• **TASK GOAL**
Please return the material below word for word, keeping every line unchanged.
begin TASK INPUT
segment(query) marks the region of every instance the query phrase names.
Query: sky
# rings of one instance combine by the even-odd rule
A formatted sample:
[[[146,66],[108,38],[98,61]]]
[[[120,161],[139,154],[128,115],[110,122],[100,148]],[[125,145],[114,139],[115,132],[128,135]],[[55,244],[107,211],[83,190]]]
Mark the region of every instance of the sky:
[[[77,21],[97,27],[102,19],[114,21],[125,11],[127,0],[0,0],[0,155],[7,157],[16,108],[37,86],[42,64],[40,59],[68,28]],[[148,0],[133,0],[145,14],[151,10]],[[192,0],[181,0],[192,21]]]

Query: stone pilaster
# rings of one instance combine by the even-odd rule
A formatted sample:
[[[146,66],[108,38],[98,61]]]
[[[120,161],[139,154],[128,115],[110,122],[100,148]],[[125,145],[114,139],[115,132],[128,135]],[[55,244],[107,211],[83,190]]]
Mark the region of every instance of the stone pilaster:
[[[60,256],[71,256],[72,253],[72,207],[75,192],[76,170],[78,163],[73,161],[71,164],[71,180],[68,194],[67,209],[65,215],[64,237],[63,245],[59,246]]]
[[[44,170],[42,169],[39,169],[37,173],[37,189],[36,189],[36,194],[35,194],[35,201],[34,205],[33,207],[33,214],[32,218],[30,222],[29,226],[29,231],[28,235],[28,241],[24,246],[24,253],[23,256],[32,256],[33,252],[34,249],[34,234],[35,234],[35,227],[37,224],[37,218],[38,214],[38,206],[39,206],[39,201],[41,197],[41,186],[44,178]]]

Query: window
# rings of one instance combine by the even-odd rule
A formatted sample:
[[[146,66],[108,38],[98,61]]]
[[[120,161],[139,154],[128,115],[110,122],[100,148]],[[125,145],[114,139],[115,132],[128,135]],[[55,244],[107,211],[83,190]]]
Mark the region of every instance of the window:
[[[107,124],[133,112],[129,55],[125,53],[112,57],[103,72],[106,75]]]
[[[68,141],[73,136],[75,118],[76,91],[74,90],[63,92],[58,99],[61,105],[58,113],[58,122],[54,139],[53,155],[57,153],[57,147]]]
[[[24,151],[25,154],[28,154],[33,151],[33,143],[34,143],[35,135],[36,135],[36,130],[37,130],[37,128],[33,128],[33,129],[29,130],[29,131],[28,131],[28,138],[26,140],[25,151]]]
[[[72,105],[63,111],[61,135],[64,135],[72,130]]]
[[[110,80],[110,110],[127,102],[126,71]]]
end TASK INPUT
• **ANSWER IN FULL**
segment(query) marks the region of every instance the query phrase names.
Query: sky
# rings of one instance combine by the even-odd rule
A formatted sample:
[[[146,66],[108,38],[98,61]]]
[[[120,161],[139,154],[128,115],[110,122],[100,148]],[[125,145],[114,139],[115,132],[128,135]],[[55,244],[107,211],[83,190]]]
Mark the region of every instance of the sky:
[[[77,21],[97,27],[102,19],[114,21],[125,11],[127,0],[0,0],[0,155],[7,157],[16,108],[37,86],[42,64],[40,59],[68,28]],[[148,0],[133,0],[145,14],[151,10]],[[192,0],[181,0],[192,21]]]

Query: stone pilaster
# rings of one instance combine by the even-odd rule
A formatted sample:
[[[146,66],[108,38],[98,61]]]
[[[120,161],[139,154],[128,115],[110,122],[100,148]],[[125,145],[114,139],[115,132],[128,135]],[[55,244],[107,211],[83,190]]]
Mark the region of every instance of the stone pilaster:
[[[60,256],[71,256],[72,253],[72,207],[75,192],[76,170],[78,163],[73,161],[71,164],[71,180],[68,194],[67,209],[65,215],[64,237],[63,245],[59,246]]]
[[[44,170],[42,169],[39,169],[37,173],[37,189],[36,189],[36,194],[35,194],[35,201],[34,205],[33,207],[33,214],[32,218],[30,222],[29,226],[29,231],[28,235],[28,241],[24,246],[24,253],[23,256],[32,256],[33,252],[34,249],[34,234],[35,234],[35,227],[37,224],[37,218],[38,214],[38,206],[39,206],[39,201],[41,197],[41,186],[44,178]]]

Query: window
# rings of one instance combine by the even-odd rule
A formatted sample:
[[[146,66],[108,38],[98,61]]]
[[[120,161],[139,154],[128,115],[110,122],[100,148]],[[125,145],[114,139],[115,132],[128,135]],[[55,244],[107,211],[83,190]]]
Mark the region of every instance of the window:
[[[107,124],[133,112],[129,55],[125,53],[112,57],[103,72],[106,75]]]
[[[68,141],[73,136],[75,118],[76,91],[74,90],[63,92],[58,99],[61,105],[58,113],[58,122],[54,139],[53,155],[57,153],[57,147]]]
[[[24,151],[25,154],[28,154],[33,151],[33,143],[34,143],[35,135],[36,135],[36,130],[37,130],[37,128],[33,128],[33,129],[29,130],[29,131],[28,131],[28,138],[26,140],[25,151]]]
[[[72,105],[63,111],[61,135],[64,135],[72,130]]]
[[[110,80],[110,110],[127,102],[126,71]]]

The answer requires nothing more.